(Saved data entries)
= = = = =

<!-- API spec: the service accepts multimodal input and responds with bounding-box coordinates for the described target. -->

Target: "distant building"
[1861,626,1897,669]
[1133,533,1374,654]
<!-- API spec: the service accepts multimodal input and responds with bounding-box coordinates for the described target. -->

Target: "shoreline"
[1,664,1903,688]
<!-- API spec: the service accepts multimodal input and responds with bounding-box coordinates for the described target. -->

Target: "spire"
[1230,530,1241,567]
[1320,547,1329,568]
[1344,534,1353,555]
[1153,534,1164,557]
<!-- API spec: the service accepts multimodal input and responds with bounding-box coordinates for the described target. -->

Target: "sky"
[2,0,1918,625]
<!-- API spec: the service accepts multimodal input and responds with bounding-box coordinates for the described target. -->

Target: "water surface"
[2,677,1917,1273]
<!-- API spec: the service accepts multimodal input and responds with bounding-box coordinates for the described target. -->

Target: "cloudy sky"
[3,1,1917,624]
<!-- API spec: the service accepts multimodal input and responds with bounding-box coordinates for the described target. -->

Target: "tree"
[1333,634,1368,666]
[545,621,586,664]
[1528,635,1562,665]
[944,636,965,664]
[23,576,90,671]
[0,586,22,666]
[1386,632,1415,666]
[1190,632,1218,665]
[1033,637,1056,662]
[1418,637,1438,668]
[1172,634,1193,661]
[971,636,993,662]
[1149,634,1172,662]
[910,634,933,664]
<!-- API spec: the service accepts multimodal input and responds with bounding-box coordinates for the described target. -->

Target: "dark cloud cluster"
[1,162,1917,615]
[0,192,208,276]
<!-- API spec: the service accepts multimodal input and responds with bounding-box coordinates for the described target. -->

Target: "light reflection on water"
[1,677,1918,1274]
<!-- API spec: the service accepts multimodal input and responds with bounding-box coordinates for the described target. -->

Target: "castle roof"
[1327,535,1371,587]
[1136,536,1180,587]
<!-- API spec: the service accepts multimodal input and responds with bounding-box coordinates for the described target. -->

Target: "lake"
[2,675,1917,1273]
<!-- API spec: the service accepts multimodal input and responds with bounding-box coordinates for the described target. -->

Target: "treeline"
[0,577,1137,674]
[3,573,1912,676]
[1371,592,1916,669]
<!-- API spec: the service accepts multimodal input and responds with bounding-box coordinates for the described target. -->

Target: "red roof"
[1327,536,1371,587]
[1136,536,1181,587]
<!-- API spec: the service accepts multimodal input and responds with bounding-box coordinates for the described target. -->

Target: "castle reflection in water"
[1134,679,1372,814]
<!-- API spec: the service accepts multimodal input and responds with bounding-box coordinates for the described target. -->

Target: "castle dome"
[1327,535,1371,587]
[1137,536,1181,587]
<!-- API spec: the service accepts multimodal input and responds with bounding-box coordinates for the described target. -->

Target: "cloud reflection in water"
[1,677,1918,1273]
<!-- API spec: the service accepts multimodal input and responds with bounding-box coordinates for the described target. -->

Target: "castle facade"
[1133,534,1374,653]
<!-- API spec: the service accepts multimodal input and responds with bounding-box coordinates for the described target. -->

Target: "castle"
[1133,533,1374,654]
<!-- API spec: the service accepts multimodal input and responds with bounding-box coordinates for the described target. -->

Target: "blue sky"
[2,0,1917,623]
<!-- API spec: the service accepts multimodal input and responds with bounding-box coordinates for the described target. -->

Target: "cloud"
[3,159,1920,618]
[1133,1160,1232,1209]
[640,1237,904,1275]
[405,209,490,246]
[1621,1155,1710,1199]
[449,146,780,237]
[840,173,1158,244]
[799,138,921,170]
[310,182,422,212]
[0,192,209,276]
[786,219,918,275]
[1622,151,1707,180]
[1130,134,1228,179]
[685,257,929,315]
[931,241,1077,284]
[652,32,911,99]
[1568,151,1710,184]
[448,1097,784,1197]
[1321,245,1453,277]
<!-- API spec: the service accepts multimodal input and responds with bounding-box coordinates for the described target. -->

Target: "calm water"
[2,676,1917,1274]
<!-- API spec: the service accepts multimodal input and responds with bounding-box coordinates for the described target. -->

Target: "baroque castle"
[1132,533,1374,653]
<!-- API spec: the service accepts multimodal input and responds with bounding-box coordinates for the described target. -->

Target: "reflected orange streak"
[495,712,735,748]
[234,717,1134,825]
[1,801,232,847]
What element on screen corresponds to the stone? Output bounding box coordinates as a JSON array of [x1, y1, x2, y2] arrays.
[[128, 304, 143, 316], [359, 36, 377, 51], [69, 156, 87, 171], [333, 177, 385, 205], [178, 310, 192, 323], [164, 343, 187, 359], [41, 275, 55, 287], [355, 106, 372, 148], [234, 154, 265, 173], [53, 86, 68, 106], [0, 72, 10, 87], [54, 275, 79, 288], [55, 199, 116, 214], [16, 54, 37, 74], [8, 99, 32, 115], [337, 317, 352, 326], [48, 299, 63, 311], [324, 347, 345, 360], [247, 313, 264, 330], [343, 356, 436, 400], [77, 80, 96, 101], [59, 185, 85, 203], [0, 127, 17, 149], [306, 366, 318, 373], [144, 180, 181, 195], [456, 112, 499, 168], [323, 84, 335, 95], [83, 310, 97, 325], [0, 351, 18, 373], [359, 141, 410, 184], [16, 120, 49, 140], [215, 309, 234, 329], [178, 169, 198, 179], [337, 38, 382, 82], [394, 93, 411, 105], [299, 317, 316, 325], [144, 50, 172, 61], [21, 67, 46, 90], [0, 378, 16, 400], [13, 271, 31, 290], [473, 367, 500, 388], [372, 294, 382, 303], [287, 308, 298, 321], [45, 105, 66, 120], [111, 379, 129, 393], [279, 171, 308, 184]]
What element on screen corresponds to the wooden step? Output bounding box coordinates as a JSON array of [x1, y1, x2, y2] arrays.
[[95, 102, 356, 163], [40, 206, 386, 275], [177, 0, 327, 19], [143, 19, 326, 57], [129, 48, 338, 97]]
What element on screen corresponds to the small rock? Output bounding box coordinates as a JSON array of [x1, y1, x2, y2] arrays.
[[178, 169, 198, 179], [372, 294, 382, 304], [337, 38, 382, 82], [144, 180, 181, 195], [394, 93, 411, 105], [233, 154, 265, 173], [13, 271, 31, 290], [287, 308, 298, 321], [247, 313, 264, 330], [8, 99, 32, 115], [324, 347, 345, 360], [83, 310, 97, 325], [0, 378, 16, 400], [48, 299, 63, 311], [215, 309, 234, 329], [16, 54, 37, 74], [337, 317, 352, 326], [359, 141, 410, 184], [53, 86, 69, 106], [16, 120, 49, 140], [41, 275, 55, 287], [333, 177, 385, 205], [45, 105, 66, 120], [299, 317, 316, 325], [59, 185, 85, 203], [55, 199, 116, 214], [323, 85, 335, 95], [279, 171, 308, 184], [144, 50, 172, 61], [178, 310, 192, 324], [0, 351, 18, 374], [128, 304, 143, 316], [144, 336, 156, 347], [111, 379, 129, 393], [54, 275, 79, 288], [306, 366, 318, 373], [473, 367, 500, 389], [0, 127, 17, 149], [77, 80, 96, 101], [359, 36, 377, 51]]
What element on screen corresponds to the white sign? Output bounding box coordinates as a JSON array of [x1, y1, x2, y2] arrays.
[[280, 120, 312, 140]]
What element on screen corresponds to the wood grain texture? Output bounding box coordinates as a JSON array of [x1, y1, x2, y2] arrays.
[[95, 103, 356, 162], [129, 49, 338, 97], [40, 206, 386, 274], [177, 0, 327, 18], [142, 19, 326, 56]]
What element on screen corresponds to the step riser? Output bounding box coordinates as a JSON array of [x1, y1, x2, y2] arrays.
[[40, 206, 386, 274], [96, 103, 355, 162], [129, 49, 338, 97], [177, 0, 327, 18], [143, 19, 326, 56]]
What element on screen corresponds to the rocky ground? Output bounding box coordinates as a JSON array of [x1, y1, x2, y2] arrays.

= = = = =

*Task description*
Restate every entry exactly. Leave nothing out.

*Answer*
<!-- API spec: the service accepts multimodal input and responds with bounding-box coordinates for the described target. -->

Target: "distant building"
[1861,626,1897,669]
[1133,533,1374,654]
<!-- API spec: the service accepts multimodal input and responds with bounding-box coordinates for the described target. -->

Target: "shoreline"
[1,664,1903,688]
<!-- API spec: the service accepts multimodal input and responds with bounding-box coordinates for the described target. -->

Target: "spire"
[1230,530,1241,567]
[1320,547,1329,568]
[1344,534,1353,555]
[1153,534,1164,557]
<!-- API spec: the service accepts multimodal input and responds with bounding-box coordinates for the described target. -->

Target: "sky"
[2,0,1918,625]
<!-- API spec: the service accepts multimodal input and responds with bounding-box coordinates for the described target. -->

Target: "water surface"
[2,677,1917,1273]
<!-- API spec: the service accepts multimodal input and responds with bounding-box coordinates for the described target. -->

Target: "cloudy sky"
[3,1,1917,624]
<!-- API spec: the service accepts multimodal input and responds with bounding-box coordinates for the described target. -->

Target: "tree"
[1333,634,1368,666]
[545,621,586,664]
[1528,635,1562,665]
[944,636,965,664]
[23,576,90,671]
[0,586,22,666]
[1386,632,1415,666]
[1190,632,1218,665]
[1033,637,1056,662]
[1418,637,1438,668]
[1172,634,1193,661]
[971,636,993,662]
[1149,634,1172,662]
[910,634,933,664]
<!-- API spec: the service accepts multimodal input and responds with bounding-box coordinates for the described target. -->

Target: "dark cloud cluster"
[1,162,1917,615]
[0,192,208,276]
<!-- API spec: the service accepts multimodal input and responds with bounding-box coordinates for the described target. -->

Target: "light reflection on water"
[1,677,1918,1274]
<!-- API spec: the service accepts multimodal input and responds with bounding-box coordinates for the described target. -->

Target: "castle roof"
[1327,535,1371,587]
[1136,536,1180,587]
<!-- API spec: the service accepts multimodal input and responds with bounding-box coordinates for the described target. -->

Target: "lake"
[2,675,1917,1273]
<!-- API spec: the service accepts multimodal input and responds with bounding-box coordinates for the described target. -->

Target: "treeline"
[0,577,1137,674]
[3,573,1912,676]
[1371,592,1916,669]
<!-- API spec: the service accepts multimodal input and responds with bounding-box coordinates for the described target. -->

Target: "red roof"
[1327,536,1371,587]
[1136,536,1181,587]
<!-- API spec: the service accepts multimodal input and responds with bounding-box coordinates for the described target. -->

Target: "castle reflection in water"
[1134,679,1372,814]
<!-- API spec: the service accepts multimodal input and responds with bounding-box coordinates for the described target. -->

Target: "castle dome"
[1327,535,1371,587]
[1137,536,1181,587]
<!-- API spec: the service accepts multimodal input and responds with bounding-box coordinates for the described target. -->

Target: "cloud reflection in water"
[1,677,1918,1273]
<!-- API spec: the service accepts multimodal input and responds with bounding-box coordinates for the described target. -->

Target: "castle facade"
[1133,534,1374,653]
<!-- API spec: the service accepts multimodal input and responds with bounding-box coordinates for the described target. -->

Target: "castle"
[1133,533,1374,654]
<!-- API spec: the service accepts multimodal input and responds with bounding-box coordinates for the described target. -->

Target: "blue sky"
[2,0,1917,623]
<!-- API spec: the service accepts multimodal input and responds with bounding-box coordinates for the described target. -->

Target: "cloud"
[3,159,1920,618]
[1133,1160,1232,1209]
[640,1237,904,1275]
[405,209,490,246]
[1621,1155,1710,1199]
[449,146,780,237]
[840,173,1158,244]
[799,138,921,170]
[310,182,422,212]
[0,192,209,276]
[786,219,918,275]
[1622,151,1707,180]
[1130,134,1228,179]
[685,257,929,315]
[931,241,1077,284]
[652,32,911,99]
[1568,151,1710,184]
[448,1097,784,1197]
[1321,245,1453,277]
<!-- API spec: the service accepts multimodal input and responds with bounding-box coordinates for the described target. -->

Target: "calm water"
[2,676,1917,1274]
<!-- API spec: the service accepts multimodal input and responds with bounding-box coordinates for the described target. -->

Target: "baroque castle"
[1132,533,1374,653]
<!-- API spec: the service accepts multimodal input and responds with bounding-box coordinates for the described target. -->

Target: "reflected orange streak"
[495,712,735,748]
[234,717,1134,825]
[1,801,232,847]
What element on screen corresponds to the stone? Output bounding box coordinates as a JSON array of [x1, y1, x2, y2] arrays.
[[128, 304, 143, 316], [359, 36, 377, 51], [69, 156, 87, 171], [333, 177, 385, 205], [178, 310, 192, 323], [164, 343, 187, 359], [41, 275, 55, 287], [355, 106, 372, 148], [234, 154, 265, 173], [53, 86, 68, 106], [0, 72, 10, 87], [54, 275, 79, 288], [55, 199, 116, 214], [16, 54, 37, 74], [8, 99, 32, 115], [337, 317, 352, 326], [48, 299, 63, 311], [324, 347, 345, 360], [247, 313, 264, 330], [343, 356, 436, 400], [77, 80, 96, 101], [59, 185, 85, 203], [0, 127, 17, 149], [306, 366, 318, 373], [144, 180, 181, 195], [456, 112, 499, 168], [323, 84, 335, 95], [83, 310, 97, 325], [0, 351, 18, 373], [359, 141, 410, 184], [16, 120, 49, 140], [215, 309, 234, 329], [178, 169, 198, 179], [337, 38, 382, 82], [394, 93, 411, 105], [299, 317, 316, 325], [144, 50, 172, 61], [21, 67, 46, 90], [0, 378, 16, 400], [13, 271, 31, 290], [473, 367, 500, 388], [372, 294, 382, 303], [287, 308, 298, 321], [45, 105, 66, 120], [111, 379, 129, 393], [279, 171, 308, 184]]
What element on screen corresponds to the wooden step? Output bounding box coordinates as a JSON array of [x1, y1, x2, y2] arrays.
[[95, 102, 356, 163], [40, 206, 386, 275], [177, 0, 327, 19], [143, 19, 326, 57], [129, 48, 338, 97]]
What element on screen corresponds to the small rock? Output bounding box coordinates as a JSON array of [x1, y1, x2, y2] arrays.
[[178, 169, 198, 179], [372, 294, 382, 304], [337, 38, 382, 82], [144, 180, 181, 195], [394, 93, 411, 105], [233, 154, 265, 173], [13, 271, 31, 290], [287, 308, 298, 321], [247, 313, 264, 330], [8, 99, 32, 115], [324, 347, 345, 360], [83, 310, 97, 325], [0, 378, 16, 400], [48, 299, 63, 311], [215, 309, 234, 329], [16, 54, 37, 74], [337, 317, 352, 326], [359, 141, 410, 184], [53, 86, 69, 106], [16, 120, 49, 140], [41, 275, 55, 287], [333, 177, 385, 205], [45, 105, 66, 120], [299, 317, 316, 325], [59, 185, 85, 203], [55, 199, 116, 214], [323, 85, 335, 95], [279, 171, 308, 184], [144, 50, 172, 61], [178, 310, 192, 324], [0, 351, 18, 374], [128, 304, 143, 316], [144, 336, 156, 347], [111, 379, 129, 393], [54, 275, 79, 288], [306, 366, 318, 373], [473, 367, 500, 389], [0, 127, 17, 149], [77, 80, 96, 101], [359, 36, 377, 51]]
What element on screen corresponds to the white sign? Output bounding box coordinates as a JSON array of [x1, y1, x2, y2] arrays.
[[280, 120, 312, 140]]
What element on screen corresponds to the wood grain texture? Output bounding box coordinates as a JSON array of [x1, y1, x2, y2] arrays.
[[95, 103, 356, 162], [129, 49, 338, 97], [40, 206, 386, 274], [177, 0, 327, 18], [142, 19, 326, 56]]
What element on screen corresponds to the step riser? Output bounding box coordinates as a JSON array of [x1, y1, x2, y2] arrays.
[[40, 206, 386, 274], [96, 103, 355, 162], [129, 49, 338, 97], [177, 0, 327, 18], [143, 19, 326, 56]]
What element on screen corresponds to the rocky ground? Output bounding box coordinates as a JSON array of [x1, y1, x2, y2] arrays.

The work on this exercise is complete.